Gather every line from the entries below that contains the word "metal", and copy each one out in full.
++++
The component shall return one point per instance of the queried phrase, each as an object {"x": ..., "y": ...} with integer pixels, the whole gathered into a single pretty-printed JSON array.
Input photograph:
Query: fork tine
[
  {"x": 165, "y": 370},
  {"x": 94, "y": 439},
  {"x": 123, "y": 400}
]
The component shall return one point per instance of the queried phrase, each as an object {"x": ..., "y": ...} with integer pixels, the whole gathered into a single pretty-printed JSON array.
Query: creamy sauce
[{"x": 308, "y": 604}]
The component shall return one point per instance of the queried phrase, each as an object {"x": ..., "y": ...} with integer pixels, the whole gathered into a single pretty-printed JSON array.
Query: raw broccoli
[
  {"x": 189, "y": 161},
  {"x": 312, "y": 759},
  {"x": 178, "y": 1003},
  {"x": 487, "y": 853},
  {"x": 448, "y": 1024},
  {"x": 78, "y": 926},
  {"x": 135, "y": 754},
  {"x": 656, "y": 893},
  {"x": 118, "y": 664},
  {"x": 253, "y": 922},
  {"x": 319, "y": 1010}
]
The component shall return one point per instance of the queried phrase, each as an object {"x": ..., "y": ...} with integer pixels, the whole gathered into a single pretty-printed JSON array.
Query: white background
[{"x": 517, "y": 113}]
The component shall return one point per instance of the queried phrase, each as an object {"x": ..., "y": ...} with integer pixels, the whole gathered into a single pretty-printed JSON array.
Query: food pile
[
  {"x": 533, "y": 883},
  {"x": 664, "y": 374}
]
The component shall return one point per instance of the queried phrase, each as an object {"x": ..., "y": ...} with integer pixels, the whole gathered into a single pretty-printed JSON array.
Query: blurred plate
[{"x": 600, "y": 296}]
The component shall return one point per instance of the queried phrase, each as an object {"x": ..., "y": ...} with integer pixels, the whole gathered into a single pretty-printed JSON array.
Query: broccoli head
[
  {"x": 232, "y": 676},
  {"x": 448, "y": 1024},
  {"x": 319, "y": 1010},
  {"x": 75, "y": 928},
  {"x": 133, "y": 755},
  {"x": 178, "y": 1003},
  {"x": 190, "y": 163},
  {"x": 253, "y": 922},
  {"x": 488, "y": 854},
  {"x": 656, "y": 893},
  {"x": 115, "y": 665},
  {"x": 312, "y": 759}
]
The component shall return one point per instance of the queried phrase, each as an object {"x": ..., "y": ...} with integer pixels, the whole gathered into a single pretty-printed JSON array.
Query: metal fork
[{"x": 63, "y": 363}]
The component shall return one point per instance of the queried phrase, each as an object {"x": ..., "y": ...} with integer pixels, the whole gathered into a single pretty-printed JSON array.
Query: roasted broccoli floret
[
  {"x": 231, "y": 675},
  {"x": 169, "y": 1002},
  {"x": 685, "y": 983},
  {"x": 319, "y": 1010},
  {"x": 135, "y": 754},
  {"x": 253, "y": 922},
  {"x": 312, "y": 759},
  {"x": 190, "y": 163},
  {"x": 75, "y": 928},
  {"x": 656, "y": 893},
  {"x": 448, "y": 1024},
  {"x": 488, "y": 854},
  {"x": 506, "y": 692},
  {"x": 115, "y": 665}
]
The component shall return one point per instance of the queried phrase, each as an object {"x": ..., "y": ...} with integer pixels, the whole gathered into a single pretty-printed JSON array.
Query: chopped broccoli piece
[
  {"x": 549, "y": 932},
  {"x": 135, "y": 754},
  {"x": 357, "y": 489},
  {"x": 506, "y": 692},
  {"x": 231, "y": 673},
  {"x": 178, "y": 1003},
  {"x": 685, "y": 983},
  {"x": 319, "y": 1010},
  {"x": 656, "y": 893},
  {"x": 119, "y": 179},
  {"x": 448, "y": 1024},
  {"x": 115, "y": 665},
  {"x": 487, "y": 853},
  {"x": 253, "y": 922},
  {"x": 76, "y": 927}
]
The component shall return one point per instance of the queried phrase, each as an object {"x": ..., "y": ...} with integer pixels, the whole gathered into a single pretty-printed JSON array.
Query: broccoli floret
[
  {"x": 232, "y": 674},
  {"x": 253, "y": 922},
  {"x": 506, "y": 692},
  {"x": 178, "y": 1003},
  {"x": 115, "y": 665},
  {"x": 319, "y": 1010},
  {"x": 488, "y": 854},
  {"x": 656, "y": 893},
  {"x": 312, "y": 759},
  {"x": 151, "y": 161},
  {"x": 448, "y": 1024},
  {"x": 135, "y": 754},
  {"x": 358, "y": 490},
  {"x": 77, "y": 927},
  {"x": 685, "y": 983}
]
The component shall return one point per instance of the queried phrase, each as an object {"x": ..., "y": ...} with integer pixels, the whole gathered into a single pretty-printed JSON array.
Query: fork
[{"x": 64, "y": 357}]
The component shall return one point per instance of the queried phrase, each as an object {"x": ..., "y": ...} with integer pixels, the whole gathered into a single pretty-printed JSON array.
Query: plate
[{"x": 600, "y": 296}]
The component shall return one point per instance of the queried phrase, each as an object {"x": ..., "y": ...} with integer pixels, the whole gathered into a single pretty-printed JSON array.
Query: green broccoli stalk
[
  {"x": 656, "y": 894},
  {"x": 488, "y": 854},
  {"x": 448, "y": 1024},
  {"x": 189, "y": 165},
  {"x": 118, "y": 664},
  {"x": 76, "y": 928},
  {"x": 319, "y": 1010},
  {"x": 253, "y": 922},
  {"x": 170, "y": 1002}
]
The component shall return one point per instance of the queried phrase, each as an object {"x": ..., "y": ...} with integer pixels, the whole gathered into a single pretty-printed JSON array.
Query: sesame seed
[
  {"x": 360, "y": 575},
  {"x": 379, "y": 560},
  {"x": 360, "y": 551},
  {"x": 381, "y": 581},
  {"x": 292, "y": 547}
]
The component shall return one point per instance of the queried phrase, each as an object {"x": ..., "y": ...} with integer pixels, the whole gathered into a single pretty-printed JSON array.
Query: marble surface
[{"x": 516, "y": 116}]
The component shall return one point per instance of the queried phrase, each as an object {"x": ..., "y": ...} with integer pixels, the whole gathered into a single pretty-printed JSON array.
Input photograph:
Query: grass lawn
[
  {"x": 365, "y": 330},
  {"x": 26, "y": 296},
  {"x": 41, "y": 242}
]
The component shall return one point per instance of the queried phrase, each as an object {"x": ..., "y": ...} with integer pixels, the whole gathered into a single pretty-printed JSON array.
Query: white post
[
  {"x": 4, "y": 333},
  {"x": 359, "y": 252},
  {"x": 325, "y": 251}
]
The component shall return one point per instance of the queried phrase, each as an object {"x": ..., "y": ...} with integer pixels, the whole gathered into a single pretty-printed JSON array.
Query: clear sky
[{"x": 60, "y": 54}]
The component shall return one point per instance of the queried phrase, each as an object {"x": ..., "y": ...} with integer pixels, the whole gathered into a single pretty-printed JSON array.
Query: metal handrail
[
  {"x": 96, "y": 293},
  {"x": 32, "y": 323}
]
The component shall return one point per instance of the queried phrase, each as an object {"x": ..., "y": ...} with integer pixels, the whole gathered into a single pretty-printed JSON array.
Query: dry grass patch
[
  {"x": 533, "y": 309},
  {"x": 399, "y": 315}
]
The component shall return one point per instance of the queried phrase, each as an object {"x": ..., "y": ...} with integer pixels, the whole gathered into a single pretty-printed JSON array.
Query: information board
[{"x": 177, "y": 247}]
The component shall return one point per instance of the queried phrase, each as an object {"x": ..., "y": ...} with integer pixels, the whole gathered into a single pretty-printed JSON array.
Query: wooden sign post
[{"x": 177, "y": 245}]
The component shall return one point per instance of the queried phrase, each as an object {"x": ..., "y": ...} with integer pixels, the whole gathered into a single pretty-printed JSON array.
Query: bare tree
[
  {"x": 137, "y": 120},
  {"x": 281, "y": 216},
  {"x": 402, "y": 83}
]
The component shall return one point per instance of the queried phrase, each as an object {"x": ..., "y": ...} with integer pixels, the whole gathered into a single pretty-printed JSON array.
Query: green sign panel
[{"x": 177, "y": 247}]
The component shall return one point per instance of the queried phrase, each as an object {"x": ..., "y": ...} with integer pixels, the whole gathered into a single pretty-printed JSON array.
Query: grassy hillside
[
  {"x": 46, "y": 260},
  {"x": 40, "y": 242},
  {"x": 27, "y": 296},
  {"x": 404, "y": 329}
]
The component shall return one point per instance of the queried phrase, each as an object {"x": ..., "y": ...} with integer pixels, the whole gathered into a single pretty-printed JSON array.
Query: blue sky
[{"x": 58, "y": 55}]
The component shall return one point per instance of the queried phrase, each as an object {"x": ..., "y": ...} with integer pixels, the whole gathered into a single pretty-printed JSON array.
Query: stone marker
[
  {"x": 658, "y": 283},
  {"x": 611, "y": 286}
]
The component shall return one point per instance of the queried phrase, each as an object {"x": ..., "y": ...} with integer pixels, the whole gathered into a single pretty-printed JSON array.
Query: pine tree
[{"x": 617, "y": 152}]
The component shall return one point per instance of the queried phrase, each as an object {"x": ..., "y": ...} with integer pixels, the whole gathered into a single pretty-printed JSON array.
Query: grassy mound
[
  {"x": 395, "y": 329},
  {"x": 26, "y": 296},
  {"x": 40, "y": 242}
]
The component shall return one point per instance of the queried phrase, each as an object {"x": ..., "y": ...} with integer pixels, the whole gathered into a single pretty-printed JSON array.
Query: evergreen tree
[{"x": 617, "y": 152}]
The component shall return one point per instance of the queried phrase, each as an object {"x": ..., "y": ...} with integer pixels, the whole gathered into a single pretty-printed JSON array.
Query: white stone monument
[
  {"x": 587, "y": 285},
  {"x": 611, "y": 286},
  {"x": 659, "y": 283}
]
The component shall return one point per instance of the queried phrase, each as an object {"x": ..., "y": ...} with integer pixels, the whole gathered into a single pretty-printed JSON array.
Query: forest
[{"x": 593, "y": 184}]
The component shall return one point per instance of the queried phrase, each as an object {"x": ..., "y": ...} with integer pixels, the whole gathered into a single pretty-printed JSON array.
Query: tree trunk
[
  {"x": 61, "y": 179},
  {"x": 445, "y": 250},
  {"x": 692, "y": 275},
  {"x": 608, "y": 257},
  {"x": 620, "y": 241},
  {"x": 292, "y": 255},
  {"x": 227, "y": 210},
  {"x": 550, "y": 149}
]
++++
* RESPONSE TO THE EXERCISE
Query: metal fork
Query: metal handrail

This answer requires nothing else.